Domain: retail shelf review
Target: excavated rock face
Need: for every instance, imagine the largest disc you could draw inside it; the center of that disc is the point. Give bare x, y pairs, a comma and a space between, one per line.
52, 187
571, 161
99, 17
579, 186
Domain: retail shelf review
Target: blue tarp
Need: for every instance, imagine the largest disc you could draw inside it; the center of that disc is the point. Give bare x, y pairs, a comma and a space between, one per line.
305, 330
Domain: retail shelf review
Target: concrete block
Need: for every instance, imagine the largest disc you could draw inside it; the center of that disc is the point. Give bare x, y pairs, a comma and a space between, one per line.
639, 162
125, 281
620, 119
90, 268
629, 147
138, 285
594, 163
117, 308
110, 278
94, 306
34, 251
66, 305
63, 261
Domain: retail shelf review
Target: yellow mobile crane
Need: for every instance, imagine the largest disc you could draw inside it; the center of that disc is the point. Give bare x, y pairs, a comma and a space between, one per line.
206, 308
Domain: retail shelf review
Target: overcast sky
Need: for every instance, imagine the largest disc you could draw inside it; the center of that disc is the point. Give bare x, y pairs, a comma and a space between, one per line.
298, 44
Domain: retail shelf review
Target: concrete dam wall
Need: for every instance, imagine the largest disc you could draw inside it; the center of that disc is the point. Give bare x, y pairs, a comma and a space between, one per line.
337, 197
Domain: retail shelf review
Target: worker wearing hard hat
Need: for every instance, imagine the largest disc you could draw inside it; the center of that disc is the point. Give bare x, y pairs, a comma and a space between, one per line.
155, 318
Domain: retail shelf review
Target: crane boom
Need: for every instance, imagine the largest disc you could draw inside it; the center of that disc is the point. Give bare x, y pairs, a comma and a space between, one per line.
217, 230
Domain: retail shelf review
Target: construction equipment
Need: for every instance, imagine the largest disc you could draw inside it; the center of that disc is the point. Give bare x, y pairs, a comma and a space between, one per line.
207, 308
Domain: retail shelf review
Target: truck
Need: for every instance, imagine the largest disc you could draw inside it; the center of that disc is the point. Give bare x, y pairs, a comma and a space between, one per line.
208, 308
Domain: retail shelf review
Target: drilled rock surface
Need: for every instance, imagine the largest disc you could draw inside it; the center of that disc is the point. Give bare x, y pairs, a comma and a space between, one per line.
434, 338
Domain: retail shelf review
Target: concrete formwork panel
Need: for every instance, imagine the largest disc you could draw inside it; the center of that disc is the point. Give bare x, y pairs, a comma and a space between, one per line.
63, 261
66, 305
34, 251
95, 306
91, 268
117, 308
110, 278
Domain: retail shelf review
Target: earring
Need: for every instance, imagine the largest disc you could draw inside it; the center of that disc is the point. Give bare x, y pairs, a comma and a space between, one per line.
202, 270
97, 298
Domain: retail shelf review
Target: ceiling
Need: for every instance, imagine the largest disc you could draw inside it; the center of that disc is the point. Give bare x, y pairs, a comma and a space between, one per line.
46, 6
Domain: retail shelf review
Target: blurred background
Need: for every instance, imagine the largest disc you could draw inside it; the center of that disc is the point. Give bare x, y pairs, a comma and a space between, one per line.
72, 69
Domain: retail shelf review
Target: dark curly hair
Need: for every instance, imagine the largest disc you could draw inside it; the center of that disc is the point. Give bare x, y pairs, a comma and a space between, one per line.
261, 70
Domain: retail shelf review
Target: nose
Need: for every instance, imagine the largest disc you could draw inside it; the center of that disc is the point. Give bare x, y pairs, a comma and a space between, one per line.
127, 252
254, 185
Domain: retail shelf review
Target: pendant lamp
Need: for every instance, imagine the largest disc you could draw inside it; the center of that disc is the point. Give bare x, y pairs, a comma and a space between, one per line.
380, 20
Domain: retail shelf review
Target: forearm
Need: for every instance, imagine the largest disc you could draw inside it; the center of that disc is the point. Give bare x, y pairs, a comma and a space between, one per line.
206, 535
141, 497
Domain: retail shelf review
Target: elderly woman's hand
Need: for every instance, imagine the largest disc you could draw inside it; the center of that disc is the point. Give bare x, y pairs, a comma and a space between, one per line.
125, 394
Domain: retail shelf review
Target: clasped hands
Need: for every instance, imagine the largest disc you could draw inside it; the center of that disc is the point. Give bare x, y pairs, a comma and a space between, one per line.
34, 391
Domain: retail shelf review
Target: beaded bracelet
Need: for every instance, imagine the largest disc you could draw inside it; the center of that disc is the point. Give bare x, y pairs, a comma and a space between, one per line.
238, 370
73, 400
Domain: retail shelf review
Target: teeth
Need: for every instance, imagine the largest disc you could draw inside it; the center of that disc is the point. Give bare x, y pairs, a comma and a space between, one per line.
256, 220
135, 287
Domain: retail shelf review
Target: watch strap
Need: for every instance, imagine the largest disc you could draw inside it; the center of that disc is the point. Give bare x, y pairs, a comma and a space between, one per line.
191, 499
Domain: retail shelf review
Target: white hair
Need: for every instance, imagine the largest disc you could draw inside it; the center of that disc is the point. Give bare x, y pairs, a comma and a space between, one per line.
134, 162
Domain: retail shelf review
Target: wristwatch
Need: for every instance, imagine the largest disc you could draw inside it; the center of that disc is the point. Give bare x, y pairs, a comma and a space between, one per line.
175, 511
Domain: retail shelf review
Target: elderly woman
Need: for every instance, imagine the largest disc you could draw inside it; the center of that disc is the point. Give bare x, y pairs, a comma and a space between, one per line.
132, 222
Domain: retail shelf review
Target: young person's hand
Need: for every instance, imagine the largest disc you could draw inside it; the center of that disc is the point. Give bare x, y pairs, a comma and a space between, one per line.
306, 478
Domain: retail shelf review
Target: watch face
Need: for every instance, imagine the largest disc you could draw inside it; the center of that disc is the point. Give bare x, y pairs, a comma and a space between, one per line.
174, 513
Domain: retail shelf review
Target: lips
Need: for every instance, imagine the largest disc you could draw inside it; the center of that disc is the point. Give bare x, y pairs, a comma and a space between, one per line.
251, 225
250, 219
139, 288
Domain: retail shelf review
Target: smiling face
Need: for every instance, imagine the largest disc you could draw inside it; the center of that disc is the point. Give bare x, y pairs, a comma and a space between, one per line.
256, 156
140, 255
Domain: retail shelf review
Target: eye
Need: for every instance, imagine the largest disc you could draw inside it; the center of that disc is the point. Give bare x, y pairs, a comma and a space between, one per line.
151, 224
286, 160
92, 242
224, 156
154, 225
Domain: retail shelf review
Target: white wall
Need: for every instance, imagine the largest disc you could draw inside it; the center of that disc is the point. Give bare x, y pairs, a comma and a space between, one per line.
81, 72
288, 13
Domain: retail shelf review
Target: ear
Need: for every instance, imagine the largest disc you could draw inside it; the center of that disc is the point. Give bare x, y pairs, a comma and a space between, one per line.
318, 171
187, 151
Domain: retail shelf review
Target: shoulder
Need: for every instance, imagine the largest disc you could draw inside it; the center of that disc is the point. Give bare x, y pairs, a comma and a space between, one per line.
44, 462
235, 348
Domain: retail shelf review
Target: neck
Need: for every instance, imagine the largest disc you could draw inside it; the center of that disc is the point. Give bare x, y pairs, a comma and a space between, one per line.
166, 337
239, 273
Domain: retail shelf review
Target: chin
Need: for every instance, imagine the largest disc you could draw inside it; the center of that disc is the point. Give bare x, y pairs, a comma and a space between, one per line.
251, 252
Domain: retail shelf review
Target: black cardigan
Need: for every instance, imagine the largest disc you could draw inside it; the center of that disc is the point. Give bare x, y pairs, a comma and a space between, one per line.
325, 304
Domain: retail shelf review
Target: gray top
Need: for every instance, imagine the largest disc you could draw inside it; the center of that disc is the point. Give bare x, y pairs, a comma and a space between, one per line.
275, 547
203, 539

......

### WHAT IS REQUIRED
Taking the material above, report how many of its lines contain the word "white". Add nothing else.

### RESPONSE TO THE EXERCISE
2